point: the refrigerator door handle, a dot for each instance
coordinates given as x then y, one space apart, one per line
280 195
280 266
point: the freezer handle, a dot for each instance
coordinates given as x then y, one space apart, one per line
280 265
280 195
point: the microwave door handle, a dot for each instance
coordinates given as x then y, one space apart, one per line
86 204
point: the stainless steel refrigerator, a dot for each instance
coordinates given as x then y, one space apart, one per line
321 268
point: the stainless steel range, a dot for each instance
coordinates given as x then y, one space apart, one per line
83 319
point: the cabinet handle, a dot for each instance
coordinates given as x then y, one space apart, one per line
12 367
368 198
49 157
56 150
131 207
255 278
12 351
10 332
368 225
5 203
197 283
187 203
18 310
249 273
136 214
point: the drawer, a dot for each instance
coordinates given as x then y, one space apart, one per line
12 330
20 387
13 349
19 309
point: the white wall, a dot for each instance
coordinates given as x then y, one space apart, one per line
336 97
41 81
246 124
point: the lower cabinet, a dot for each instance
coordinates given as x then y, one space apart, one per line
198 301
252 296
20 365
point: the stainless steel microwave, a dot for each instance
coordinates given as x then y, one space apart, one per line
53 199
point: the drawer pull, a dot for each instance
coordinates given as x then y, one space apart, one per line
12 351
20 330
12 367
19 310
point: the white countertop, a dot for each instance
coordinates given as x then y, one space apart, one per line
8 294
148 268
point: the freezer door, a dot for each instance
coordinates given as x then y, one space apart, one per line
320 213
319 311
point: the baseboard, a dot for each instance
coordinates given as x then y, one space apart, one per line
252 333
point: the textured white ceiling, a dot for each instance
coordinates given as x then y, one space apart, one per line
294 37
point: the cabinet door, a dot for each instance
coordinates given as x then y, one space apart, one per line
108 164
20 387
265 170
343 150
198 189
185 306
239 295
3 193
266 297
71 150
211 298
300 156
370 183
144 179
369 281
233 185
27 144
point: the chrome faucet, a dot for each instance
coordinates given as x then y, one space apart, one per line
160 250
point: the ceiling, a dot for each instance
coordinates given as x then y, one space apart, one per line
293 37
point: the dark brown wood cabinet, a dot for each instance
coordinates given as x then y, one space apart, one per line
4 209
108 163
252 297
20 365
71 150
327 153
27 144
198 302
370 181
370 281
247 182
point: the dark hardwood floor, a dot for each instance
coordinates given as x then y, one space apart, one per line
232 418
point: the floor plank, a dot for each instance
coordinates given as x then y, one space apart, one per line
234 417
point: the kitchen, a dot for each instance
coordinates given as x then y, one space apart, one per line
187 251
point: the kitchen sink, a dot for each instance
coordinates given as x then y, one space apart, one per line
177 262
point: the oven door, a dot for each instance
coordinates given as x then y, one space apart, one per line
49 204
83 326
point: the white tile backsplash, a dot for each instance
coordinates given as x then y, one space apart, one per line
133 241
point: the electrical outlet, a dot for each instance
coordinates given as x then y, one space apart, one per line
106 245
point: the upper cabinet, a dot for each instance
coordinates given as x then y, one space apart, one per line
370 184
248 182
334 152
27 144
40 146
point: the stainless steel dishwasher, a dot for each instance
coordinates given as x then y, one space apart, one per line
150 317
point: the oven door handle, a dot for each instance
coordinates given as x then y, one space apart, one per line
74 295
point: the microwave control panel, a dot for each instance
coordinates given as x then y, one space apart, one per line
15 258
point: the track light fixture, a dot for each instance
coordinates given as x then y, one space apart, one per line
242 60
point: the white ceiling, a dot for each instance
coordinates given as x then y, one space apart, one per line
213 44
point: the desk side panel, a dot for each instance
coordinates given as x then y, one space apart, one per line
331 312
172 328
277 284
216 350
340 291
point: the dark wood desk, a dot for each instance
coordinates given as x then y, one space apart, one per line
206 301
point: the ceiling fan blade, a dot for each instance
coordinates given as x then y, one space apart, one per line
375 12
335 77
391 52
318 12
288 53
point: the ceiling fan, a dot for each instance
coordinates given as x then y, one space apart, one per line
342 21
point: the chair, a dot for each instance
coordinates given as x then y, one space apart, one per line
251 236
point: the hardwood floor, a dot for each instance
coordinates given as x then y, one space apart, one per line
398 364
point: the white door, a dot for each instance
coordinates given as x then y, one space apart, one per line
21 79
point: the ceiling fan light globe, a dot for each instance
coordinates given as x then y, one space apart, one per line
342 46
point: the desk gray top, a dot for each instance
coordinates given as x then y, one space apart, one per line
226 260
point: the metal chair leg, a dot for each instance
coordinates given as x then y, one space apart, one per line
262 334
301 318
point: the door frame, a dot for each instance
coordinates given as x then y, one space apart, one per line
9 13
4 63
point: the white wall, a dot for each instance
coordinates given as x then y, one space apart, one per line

________________________________________

◆ The task ◆
Starting at the line containing "point: the track" and continuing through the last line of the data, output those lines as a numbered list, omitting any blank lines.

◆ Written answer ◆
1. point: the track light fixture, a dot for each instance
2. coordinates given as x then y, one space apart, one per line
3. 242 60
4. point: the white ceiling, a dot for each instance
5. coordinates given as x then y, one space apart, one per line
6. 213 44
7. point: the desk side panel, a dot for each instance
8. coordinates given as x then y, one space apart, one per line
9. 331 312
10. 172 328
11. 277 284
12. 216 350
13. 340 291
14. point: the dark wood desk, a dot for each instance
15. coordinates given as x then y, one space apart, one per line
16. 206 301
17. point: the ceiling fan blade, a dot for each instance
18. coordinates given as x then y, one space apart, one per line
19. 375 12
20. 335 77
21. 391 52
22. 318 12
23. 288 53
24. point: the ceiling fan, a dot for each instance
25. coordinates given as x then y, one space apart, one per line
26. 342 21
27. point: the chair, a dot for each instance
28. coordinates given as x then y, one space apart, one per line
29. 251 236
30. point: the hardwood floor, a dot for each instance
31. coordinates given as x then y, one space apart, one per line
32. 398 364
33. point: the white door, a dot for each instance
34. coordinates given as x then y, one space apart, one per line
35. 21 79
36. point: the ceiling fan light globe, a dot for each instance
37. coordinates given as x then y, one space apart, one per line
38. 342 46
39. point: the desk gray top, a dot for each instance
40. coordinates given as x then y, one space apart, one per line
41. 226 260
42. point: the metal chair leg, a dot for each instance
43. coordinates given as x then y, one space apart, one per line
44. 262 334
45. 301 318
46. point: the door frame, a dot for each instance
47. coordinates given as x then y, one space apart, one per line
48. 9 13
49. 4 63
50. point: the white wall, a dot for each instance
51. coordinates given as x then y, one space apart, one per line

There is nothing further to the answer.